Passage to read:
_ _ _ _

[MPICH] Problem setting up a ring

Ralph Butler rbutler at mtsu.edu
Wed Apr 4 16:13:08 CDT 2007


I guess I am confused about what you tried when.  This comment by you:
 > I tried running the ssh command by hand from elaine, and then tried
 > doing the mpdcheck command from veritas, but neither worked. Both
 > returned a "no route to host" error.

says to me that ssh from elaine failed with the "no route" message.
This indicates that the problem exists outside mpd.
As I mentioned earlier, there are a variety of
techniques involved for addressing the issue.  A small amount of it is
addressed in the manual section on  Debugging host/net Problems and
the section on Firewalls.  Unfortunately, those issues are so large  
that our
manual can only scratch the surface.  (There are large books written on
the topics.)  If you are striving for a quick-and-dirty fix, adding  
BOTH machines
to the /etc/hosts file on BOTH machinesmay get it done.
But, if there are firewalls set up somewhere (perhaps even  
inadvertently on the
machines themselves), then it is a bigger problem.

--ralph

On WedApr 4, at Wed Apr 4 1:39PM, Brett Gordon wrote:

> Hi Rajeev,
>
> Yes, I can, which is why I'm still confused.
>
> brgordon at veritas:~> ssh elaine date
> Wed Apr  4 14:35:32 EDT 2007
> [brgordon at elaine ~]$ ssh veritas date
> Mon Apr  9 03:25:29 EDT 2007
>
> (Note that the date on veritas is wrong - this is a separate problem
> with openSUSE 10.0...... unless you know of a reason that this would
> cause issues).
>
> I have added each computer to the /etc/hosts files and included them
> in /etc/hosts.allow. ssh was already open to ALL in the latter file,
> but just in case, I added each of them explicitly.
>
> Unfortunately, I don't have a sysadmin to go to, and I don't know much
> about these types of issues. Any ideas?
>
> Thanks,
> Brett
>
>
> On 4/4/07, Rajeev Thakur <thakur at mcs.anl.gov> wrote:
>> From veritas, can you do "ssh elaine date"?
>>
>> Rajeev
>>
>> > -----Original Message-----
>> > From: owner-mpich-discuss at mcs.anl.gov
>> > [mailto:owner-mpich-discuss at mcs.anl.gov] On Behalf Of Brett Gordon
>> > Sent: Wednesday, April 04, 2007 11:07 AM
>> > To: Ralph Butler; mpich-discuss at mcs.anl.gov
>> > Subject: Re: [MPICH] Problem setting up a ring
>> >
>> > Ralph,
>> >
>> > I went back to the install guide and ran through the steps from  
>> 1 - 5
>> > without any problems.
>> >
>> > But there was a problem trying to run mpdcheck -f mpd.hosts.  
>> Here is
>> > the output, showing me trying to connect from 'elaine' to  
>> 'veritas'.

_ _ _ _

Dataset content:
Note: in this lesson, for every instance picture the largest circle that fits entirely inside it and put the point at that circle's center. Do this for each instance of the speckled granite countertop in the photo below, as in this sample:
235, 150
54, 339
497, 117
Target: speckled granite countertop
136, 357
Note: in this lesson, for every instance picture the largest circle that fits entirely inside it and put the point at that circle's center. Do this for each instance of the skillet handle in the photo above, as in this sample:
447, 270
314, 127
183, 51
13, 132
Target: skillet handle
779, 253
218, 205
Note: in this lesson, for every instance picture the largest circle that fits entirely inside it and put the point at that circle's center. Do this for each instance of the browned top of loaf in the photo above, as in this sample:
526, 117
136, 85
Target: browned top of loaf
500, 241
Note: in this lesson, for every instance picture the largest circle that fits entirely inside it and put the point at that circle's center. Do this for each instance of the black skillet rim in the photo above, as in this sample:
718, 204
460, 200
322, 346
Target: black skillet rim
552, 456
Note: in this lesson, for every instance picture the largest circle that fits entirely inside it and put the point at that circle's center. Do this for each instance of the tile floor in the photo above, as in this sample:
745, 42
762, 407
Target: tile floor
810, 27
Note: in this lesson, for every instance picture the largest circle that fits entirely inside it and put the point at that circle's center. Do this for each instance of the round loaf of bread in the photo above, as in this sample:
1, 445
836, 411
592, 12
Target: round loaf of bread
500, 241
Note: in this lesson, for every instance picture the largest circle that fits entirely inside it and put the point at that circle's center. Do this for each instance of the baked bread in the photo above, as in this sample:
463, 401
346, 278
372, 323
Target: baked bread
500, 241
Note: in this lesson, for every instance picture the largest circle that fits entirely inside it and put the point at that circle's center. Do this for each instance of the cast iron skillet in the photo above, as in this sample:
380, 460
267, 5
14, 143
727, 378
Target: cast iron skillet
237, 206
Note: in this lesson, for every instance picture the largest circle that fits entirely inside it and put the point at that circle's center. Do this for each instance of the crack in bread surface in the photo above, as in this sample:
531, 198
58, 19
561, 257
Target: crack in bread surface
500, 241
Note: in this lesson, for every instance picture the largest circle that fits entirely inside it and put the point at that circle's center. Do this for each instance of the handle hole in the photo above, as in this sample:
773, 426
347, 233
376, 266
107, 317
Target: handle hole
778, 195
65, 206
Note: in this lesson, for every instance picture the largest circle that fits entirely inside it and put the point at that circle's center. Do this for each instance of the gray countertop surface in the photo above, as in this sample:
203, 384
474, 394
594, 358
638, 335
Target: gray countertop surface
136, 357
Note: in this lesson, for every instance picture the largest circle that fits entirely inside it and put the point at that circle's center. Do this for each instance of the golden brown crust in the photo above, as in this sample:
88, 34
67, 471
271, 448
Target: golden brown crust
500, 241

_ _ _ _

Tasks to perform:
A - In the MPICH ring thread, what error did both the ssh command run by hand from elaine and the mpdcheck command from veritas return?
B - Retype everything in the MPICH ring thread from "This indicates that" down to "a bigger problem.".
C - Continue the MPICH ring thread from its last line.

Expected outputs:
A - A "no route to host" error.

B -
This indicates that the problem exists outside mpd.
As I mentioned earlier, there are a variety of
techniques involved for addressing the issue.  A small amount of it is
addressed in the manual section on  Debugging host/net Problems and
the section on Firewalls.  Unfortunately, those issues are so large  
that our
manual can only scratch the surface.  (There are large books written on
the topics.)  If you are striving for a quick-and-dirty fix, adding  
BOTH machines
to the /etc/hosts file on BOTH machinesmay get it done.
But, if there are firewalls set up somewhere (perhaps even  
inadvertently on the
machines themselves), then it is a bigger problem.

C -
>> > It seems like there is an ssh problem, but as you can see in the  
>> last
>> > call, I was able to ssh with no password.
>> >
>> > -------------------------------------------------------
>> > [brgordon at elaine ~]$ less mpd.hosts
>> > veritas
>> >
>> > [brgordon at elaine ~]$ mpdcheck -f mpd.hosts
>> >
>> > [brgordon at elaine ~]$ mpdcheck -v -f mpd.hosts   //First without - 
>> ssh
>> > obtaining hostname via gethostname and getfqdn
>> > gethostname gives  elaine.tepper.cmu.edu
>> > getfqdn gives  elaine.tepper.cmu.edu
>> > checking out unqualified hostname; make sure is not "localhost",  
>> etc.
>> > checking out qualified hostname; make sure is not "localhost", etc.
>> > obtain IP addrs via qualified and unqualified hostnames;  make sure
>> > other than 127.0.0.1
>> > gethostbyname_ex:  ('elaine.tepper.cmu.edu', ['elaine'],
>> > ['128.2.89.115'])
>> > gethostbyname_ex:  ('elaine.tepper.cmu.edu', ['elaine'],
>> > ['128.2.89.115'])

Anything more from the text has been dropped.